LATIHAN 1. Tuliskan kembali bagian artikel tentang kepemimpinan dalam Islam di bawah ini, dari "Maka, seorang pemimpin" sampai "hingga kebutuhan ekonomi.", tanpa mengubah apa pun.

TEKS YANG DIBERIKAN.
····················

Ramai Pilkada, Ini Risiko Pemimpin yang Gagal Menjalankan Tanggung Jawab dalam Islam

Islam menuntut pemimpin untuk bersikap adil tanpa membedakan status sosial.

Republika/Thoudy Badai
Petugas Kelompok Penyelenggara Pemungutan Suara (KPPS) mengenakan seragam sekolah saat menggunakan hak pilihnya pada Pilkada serentak 2024 di TPS 005, Petanburan, Tanah Abang, Jakarta Pusat, Rabu (27/11/2024). Sebanyak 8,2 juta pemilih yang telah ditetapkan sebagai daftar pemilih tetap (DPT) Pilkada Jakarta 2024 menggunakan hak pilihnya di 14.835 tempat pemungutan suara (TPS) untuk memilih ketiga pasangan calon Gubernur dan Wakil Gubernur DKI Jakarta nomor urut satu Ridwan Kamil-Suswono, nomor urut dua Dharma Pongrekun-Kun Wardana dan nomor urut tiga Pramono Anung-Rano Karno.
Rep: Muhyiddin Red: A.Syalaby Ichsan

REPUBLIKA.CO.ID, Menjadi seorang pemimpin dalam Islam adalah amanah yang berat dan tanggung jawab yang besar. Kepemimpinan tidak hanya dipandang sebagai posisi terhormat, tetapi juga sebagai tugas yang harus dipertanggungjawabkan di hadapan Allah dan umat manusia. 

Baca Juga


Dalam potongan hadits, Rasulullah SAW bersabda:  
 
كُلُّكُمْ رَاعٍ وَكُلُّكُمْ مَسْئُولٌ عَنْ رَعِيَّتِهِ فَالْإِمَامُ الَّذِي عَلَى النَّاسِ رَاعٍ وَهُوَ مَسْئُولٌ عَنْ رَعِيَّتِهِ 
 
Artinya, “Ketahuilah setiap kalian adalah pemimpin, dan setiap kalian akan dimintai pertanggungjawabannya atas yang di pimpin, penguasa yang memimpin rakyat banyak dia akan dimintai pertanggungjawaban atas yang dipimpinnya..." (HR Bukhari).
 
Maka, seorang pemimpin dalam Islam harus memastikan keadilan, kesejahteraan, dan keamanan bagi orang-orang yang dipimpinnya. Amanah ini mencakup setiap aspek kehidupan masyarakat, dari keadilan hukum hingga kebutuhan ekonomi.
 
Islam juga menuntut pemimpin untuk bersikap adil, tanpa membedakan status sosial, ras, atau golongan. Ketidakadilan seorang pemimpin dapat membawa kerusakan besar, baik di dunia maupun di akhirat.

····················

DAFTAR UNTUK TUGAS.
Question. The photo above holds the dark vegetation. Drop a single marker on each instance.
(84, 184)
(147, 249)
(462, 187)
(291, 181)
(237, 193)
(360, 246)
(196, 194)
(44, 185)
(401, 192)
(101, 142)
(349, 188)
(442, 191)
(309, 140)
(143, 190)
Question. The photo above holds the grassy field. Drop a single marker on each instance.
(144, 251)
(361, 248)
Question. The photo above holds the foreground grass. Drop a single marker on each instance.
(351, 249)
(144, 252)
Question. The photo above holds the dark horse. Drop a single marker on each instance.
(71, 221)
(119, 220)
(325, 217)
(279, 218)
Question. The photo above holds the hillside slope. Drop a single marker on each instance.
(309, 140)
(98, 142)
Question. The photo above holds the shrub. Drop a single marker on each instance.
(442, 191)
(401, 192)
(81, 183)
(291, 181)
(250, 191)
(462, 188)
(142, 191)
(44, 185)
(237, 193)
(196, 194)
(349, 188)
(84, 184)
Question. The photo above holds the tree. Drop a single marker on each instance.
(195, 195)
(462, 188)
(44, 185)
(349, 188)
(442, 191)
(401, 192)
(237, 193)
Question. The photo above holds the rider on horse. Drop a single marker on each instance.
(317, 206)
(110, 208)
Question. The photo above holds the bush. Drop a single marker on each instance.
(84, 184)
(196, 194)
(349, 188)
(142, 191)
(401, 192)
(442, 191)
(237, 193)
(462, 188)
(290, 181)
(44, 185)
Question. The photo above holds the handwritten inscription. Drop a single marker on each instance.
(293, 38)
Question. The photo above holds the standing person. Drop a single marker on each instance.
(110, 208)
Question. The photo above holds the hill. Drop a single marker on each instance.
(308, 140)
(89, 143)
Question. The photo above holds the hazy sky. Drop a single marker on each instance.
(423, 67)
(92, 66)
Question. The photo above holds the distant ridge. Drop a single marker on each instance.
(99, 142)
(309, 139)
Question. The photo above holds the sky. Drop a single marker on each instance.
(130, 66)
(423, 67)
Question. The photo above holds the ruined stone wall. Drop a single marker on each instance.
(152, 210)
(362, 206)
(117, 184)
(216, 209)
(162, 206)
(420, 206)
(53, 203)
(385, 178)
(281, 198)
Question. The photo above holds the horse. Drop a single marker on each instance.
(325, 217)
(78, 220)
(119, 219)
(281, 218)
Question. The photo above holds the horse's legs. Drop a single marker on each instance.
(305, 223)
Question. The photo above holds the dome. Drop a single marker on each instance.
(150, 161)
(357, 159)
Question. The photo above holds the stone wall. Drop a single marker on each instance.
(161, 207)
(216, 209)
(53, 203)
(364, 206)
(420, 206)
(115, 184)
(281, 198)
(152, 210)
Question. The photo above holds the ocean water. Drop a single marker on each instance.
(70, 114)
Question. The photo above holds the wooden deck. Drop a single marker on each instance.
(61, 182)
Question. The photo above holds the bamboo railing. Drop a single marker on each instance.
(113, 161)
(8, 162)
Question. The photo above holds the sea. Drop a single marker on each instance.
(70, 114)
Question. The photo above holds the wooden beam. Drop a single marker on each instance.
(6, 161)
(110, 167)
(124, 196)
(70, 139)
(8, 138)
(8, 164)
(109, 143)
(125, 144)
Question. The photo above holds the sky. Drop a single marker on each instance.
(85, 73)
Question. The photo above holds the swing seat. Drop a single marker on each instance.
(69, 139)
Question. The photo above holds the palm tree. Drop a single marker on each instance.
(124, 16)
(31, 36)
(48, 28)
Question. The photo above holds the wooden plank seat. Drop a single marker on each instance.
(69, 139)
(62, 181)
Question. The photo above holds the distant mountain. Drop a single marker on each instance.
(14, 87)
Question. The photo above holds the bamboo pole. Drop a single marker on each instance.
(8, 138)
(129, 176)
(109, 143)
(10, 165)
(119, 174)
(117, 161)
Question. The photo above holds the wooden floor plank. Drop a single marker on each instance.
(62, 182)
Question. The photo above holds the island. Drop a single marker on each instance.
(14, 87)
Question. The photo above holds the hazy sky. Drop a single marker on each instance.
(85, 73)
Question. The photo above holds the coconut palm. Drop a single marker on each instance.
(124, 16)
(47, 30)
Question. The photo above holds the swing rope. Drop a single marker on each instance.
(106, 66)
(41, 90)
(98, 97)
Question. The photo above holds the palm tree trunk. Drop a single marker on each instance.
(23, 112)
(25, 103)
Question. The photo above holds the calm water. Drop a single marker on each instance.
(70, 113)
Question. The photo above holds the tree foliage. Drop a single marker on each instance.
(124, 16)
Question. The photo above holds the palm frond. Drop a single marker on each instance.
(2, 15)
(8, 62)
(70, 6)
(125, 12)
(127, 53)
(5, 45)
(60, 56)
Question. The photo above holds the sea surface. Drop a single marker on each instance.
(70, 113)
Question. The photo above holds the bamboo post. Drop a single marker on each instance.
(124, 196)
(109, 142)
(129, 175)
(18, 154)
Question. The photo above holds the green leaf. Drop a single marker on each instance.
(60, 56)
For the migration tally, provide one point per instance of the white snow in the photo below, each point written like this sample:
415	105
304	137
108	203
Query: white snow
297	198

····················

LATIHAN 2. Sebutkan berapa baris dalam daftar di atas yang memuat kata "swing". Jawab dengan angkanya saja.

JAWABAN LENGKAP 1.
Maka, seorang pemimpin dalam Islam harus memastikan keadilan, kesejahteraan, dan keamanan bagi orang-orang yang dipimpinnya. Amanah ini mencakup setiap aspek kehidupan masyarakat, dari keadilan hukum hingga kebutuhan ekonomi.

JAWABAN LENGKAP 2. 2